Detection examples
☆ ☆ ☆ ☆ ☆ ☆ ☆
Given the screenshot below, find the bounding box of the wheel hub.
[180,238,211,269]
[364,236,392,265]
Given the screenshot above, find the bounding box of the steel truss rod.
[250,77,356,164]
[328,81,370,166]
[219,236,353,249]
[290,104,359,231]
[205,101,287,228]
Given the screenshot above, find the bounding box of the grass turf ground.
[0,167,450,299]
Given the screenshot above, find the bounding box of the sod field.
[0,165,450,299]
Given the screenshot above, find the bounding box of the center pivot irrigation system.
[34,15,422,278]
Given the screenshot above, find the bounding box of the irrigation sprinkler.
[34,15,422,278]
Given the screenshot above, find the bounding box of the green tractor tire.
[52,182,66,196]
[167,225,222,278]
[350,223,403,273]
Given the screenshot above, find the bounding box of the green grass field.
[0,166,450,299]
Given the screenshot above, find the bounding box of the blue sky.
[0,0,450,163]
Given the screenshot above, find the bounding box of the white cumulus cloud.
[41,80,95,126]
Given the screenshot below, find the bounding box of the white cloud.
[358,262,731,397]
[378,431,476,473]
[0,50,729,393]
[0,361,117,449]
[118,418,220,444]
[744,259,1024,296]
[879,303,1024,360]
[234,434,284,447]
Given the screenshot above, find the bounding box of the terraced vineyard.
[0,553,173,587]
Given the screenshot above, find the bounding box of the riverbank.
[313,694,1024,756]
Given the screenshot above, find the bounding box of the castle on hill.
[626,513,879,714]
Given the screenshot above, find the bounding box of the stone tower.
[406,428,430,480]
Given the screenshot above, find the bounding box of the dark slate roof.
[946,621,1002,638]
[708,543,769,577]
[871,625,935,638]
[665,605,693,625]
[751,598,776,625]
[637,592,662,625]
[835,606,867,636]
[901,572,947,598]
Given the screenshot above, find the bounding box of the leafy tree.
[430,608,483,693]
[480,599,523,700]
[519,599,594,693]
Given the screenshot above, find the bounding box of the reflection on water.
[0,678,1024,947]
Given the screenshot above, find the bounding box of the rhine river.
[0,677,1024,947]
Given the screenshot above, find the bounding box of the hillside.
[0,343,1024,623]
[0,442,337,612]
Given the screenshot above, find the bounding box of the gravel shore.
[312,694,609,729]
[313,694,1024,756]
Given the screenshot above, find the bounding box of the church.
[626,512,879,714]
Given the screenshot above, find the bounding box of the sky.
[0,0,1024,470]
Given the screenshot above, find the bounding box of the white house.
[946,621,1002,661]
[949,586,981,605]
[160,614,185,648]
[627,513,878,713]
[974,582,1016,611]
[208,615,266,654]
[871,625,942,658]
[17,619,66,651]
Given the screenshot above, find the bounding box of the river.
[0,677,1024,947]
☆ ☆ ☆ ☆ ☆ ☆ ☆
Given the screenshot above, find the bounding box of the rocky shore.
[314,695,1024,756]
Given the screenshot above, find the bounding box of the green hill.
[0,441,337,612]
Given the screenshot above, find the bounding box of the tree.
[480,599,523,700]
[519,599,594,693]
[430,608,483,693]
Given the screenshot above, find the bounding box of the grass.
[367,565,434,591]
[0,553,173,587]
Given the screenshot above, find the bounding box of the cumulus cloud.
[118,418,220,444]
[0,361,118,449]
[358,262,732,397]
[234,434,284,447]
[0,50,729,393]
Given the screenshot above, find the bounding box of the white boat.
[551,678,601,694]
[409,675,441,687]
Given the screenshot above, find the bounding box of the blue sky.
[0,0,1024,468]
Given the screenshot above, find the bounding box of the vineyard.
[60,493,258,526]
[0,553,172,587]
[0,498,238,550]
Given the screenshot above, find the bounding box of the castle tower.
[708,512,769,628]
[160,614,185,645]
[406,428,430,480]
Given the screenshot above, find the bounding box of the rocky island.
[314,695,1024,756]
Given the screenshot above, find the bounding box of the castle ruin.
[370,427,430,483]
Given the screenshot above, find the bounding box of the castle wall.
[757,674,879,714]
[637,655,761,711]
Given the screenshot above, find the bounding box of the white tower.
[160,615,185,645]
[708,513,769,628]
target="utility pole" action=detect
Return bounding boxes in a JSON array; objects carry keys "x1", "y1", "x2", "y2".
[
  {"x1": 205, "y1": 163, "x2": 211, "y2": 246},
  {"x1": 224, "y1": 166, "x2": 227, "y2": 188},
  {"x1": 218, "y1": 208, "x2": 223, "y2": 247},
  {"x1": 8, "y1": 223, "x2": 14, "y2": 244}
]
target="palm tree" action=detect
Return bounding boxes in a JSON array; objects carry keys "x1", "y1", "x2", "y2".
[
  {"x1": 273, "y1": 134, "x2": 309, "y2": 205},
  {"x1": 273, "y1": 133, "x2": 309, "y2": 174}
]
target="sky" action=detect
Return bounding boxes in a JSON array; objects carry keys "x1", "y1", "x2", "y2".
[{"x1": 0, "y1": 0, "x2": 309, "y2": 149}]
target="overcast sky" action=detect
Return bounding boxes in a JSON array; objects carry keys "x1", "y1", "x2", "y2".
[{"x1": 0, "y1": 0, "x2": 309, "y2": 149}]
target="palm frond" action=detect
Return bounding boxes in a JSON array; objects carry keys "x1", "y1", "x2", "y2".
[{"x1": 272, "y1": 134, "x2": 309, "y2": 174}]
☆ ☆ ☆ ☆ ☆ ☆ ☆
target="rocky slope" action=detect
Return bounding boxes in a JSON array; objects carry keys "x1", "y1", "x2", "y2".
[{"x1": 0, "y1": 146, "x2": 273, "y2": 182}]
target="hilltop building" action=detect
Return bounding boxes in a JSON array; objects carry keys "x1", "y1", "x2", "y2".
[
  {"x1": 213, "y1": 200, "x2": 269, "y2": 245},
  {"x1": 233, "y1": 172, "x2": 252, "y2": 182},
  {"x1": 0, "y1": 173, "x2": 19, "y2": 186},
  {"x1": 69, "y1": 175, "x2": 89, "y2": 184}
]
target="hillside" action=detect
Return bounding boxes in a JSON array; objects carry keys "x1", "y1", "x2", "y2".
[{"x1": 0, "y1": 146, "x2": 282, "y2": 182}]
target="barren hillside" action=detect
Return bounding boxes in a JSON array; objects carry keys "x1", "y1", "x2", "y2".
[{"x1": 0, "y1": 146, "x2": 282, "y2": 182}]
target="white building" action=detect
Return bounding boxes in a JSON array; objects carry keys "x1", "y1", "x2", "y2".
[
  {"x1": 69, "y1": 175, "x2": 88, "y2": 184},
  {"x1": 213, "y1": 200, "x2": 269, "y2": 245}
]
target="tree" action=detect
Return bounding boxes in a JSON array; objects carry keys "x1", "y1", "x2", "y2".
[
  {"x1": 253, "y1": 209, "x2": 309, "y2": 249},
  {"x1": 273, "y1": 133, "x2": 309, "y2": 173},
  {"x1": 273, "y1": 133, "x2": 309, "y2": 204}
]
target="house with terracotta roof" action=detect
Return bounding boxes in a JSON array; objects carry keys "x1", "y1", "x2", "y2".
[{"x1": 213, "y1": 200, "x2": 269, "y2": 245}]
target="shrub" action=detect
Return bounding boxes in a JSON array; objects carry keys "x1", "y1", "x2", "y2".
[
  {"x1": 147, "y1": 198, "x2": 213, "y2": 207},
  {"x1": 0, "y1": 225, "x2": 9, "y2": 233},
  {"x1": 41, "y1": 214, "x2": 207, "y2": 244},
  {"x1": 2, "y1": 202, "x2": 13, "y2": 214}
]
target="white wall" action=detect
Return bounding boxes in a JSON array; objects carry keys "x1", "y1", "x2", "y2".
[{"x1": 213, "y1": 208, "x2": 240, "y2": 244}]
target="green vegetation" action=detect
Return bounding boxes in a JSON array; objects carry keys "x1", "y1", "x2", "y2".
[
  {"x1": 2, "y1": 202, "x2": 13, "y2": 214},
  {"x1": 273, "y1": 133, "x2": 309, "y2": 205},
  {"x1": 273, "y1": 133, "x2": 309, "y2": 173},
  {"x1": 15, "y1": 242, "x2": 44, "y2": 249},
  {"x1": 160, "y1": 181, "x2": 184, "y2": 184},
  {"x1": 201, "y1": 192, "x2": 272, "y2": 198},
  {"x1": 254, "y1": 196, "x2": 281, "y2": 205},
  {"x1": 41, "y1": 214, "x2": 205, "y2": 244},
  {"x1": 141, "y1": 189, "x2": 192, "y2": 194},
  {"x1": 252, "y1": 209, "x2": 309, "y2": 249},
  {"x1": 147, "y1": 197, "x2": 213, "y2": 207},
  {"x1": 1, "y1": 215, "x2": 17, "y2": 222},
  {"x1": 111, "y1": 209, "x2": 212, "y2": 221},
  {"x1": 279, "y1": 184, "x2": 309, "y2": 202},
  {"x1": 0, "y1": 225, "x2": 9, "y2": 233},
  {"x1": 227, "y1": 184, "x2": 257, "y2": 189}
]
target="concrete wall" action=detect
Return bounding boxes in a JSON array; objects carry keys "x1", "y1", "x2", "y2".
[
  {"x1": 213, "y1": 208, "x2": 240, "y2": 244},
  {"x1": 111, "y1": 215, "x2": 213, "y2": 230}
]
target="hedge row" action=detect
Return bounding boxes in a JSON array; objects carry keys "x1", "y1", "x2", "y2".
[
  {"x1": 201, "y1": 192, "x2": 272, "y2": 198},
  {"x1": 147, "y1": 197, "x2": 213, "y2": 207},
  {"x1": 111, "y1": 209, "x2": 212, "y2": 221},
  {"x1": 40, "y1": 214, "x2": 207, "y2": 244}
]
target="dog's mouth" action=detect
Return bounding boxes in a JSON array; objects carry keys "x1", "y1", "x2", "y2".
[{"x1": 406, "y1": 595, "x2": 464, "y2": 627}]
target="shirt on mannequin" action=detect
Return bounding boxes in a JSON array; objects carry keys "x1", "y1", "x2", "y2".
☆ ☆ ☆ ☆ ☆ ☆ ☆
• _Job_
Turn the records into a numbered list, beginning with the line containing "Given the screenshot below, find the bounding box of the wheel" and continuing through the line containing "[205,101,287,228]". Skip any blank lines.

• _Expected output_
1. Given the screenshot below, find the bounding box of the wheel hub.
2. [180,238,211,269]
3. [364,236,392,265]
4. Given the screenshot above, find the bounding box of the steel truss rod.
5. [250,77,356,164]
6. [328,81,370,166]
7. [219,236,353,249]
8. [290,104,359,231]
9. [205,101,287,228]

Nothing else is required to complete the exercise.